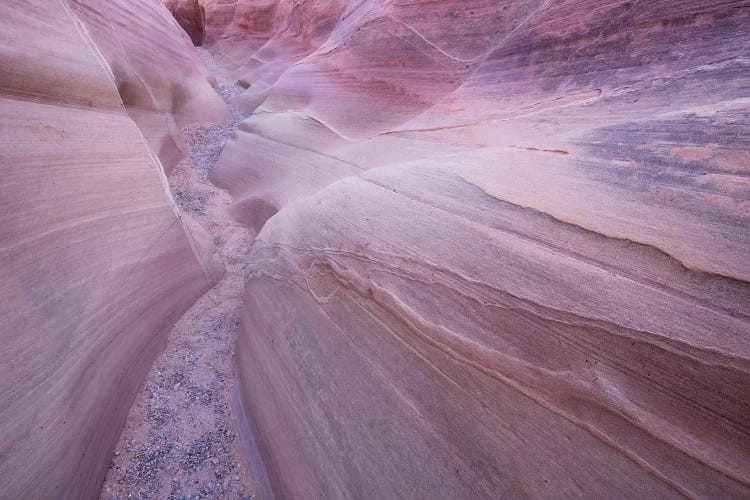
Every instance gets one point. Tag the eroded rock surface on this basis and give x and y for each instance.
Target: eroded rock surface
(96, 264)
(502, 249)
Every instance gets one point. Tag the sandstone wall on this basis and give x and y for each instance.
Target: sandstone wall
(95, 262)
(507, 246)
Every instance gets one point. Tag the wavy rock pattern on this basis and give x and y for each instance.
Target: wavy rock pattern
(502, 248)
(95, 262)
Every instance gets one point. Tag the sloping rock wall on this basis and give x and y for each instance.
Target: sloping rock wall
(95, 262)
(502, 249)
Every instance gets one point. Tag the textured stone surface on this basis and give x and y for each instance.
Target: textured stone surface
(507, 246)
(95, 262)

______________________________

**YOUR GOAL:**
Retype the items above word for word, starting at the line that contains "Every instance gets one point. Tag the sloping" and ending at the last line of the items.

**RIGHT ANSWER:**
Every instance gets one point. Tag the sloping rock wall on this basis and give x and y for each instance.
Target: sloping rock wall
(95, 262)
(502, 249)
Every instance gets one point. Tag the textured stone surface on this basis and give x and y for each instance.
Target: textured stone surface
(507, 246)
(95, 262)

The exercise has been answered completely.